*Source text*:
Create Document Report

Overview

Create Document Report is a Python-based automated research report generator that collects information from multiple online sources, processes the data, downloads relevant images, builds a structured knowledge base, and generates a professional PDF report.

The project is designed to automatically create detailed reports for people, companies, technologies, products, events, or any topic available online.

Unlike traditional summarizers, this project performs:

Wikipedia research
News aggregation
Web crawling
Article extraction
Image collection
Knowledge organization
PDF generation

The final output is a well-structured PDF report containing:

Executive Summary
Background Information
Timeline
Key Facts
Recent Developments
Analysis
References
Images

Features

Multi-Source Research

The system collects information from multiple sources:

Wikipedia

Retrieves:

Topic overview
Detailed sections
Historical information
Background knowledge

News Sources

Collects:

Latest news articles
Recent developments
Trending updates

Web Crawling

The crawler visits multiple pages and extracts:

Related articles
Additional information
Supporting content

Image Collection

Downloads:

Topic-related images
Article images
Reference images

These images are later inserted into the generated PDF.

Project Architecture

User Topic
    │
    ▼
Wikipedia Source
    │
    ▼
News Source
    │
    ▼
Crawler
    │
    ▼
Article Extractor
    │
    ▼
Image Crawler
    │
    ▼
Knowledge Builder
    │
    ▼
PDF Report Generator
    │
    ▼
Generated PDF

Project Structure

Create-Document-Report
│
├── main.py
│
├── pdf
│   └── report_builder.py
│
├── sources
│   ├── wikipedia_source.py
│   ├── news_source.py
│   ├── crawler.py
│   ├── article_extractor.py
│   ├── image_crawler.py
│   └── knowledge_builder.py
│
├── images
│
├── reports
│
├── requirements.txt
│
└── README.md

Component Details

main.py

Main entry point of the application.

Responsibilities:

Reads user topic
Starts data collection
Coordinates all modules
Builds knowledge base
Generates final PDF

wikipedia_source.py

Responsible for collecting Wikipedia information.

Extracts:

Topic summary
Sections
Subsections
Page URL

Example:

wiki = get_wikipedia_content("Andrej Karpathy")

news_source.py

Responsible for collecting news articles.

Features:

RSS feed retrieval
News article extraction
Recent developments

Returns:

[
    {
        "title": "...",
        "summary": "...",
        "url": "..."
    }
]

crawler.py

Performs deep crawling.

*Provided material*:
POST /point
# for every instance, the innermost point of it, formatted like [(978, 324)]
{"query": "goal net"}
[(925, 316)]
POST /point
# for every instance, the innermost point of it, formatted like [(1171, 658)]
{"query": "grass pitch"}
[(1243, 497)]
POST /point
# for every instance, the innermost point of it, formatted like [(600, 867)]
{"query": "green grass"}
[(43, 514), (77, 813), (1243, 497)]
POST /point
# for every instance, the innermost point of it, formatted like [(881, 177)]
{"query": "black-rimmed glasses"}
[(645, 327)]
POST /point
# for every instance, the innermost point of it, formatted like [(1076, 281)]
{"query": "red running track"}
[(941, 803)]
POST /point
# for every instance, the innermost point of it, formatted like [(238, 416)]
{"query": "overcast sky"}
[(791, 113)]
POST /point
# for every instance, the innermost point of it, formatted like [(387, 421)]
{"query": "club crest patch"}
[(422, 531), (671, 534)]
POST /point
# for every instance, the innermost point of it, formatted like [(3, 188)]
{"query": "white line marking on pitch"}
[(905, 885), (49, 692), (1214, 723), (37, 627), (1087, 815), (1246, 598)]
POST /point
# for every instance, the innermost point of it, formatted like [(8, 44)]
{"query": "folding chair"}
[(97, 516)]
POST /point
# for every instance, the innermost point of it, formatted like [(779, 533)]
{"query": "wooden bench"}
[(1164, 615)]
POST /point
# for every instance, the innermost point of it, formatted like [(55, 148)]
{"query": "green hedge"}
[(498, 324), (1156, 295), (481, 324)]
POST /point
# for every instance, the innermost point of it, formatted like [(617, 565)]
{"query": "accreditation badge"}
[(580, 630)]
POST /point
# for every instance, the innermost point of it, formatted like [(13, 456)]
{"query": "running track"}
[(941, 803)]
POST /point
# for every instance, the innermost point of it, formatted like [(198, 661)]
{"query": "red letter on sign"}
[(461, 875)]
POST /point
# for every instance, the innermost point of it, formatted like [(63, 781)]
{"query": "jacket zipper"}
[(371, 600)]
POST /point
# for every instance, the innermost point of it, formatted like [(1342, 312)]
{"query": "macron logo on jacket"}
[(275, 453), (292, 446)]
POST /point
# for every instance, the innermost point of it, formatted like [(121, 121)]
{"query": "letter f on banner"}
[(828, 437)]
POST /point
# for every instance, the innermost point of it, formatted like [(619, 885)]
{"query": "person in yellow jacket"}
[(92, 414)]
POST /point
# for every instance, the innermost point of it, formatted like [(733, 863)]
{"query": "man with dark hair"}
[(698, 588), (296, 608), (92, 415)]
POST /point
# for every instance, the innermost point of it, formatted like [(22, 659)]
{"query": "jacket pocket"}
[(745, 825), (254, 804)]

*Exercise tasks*:
a - Print the Create Document Report page word for word, beginning at the words "Main entry point" and stopping after "collecting Wikipedia information.".
b - According to the Create Document Report page, what happens to the downloaded images?
Rely only on the Create Document Report page, not on the entries.

*Answers for the exercise*:
a -
Main entry point of the application.

Responsibilities:

Reads user topic
Starts data collection
Coordinates all modules
Builds knowledge base
Generates final PDF

wikipedia_source.py

Responsible for collecting Wikipedia information.

b - They are later inserted into the generated PDF.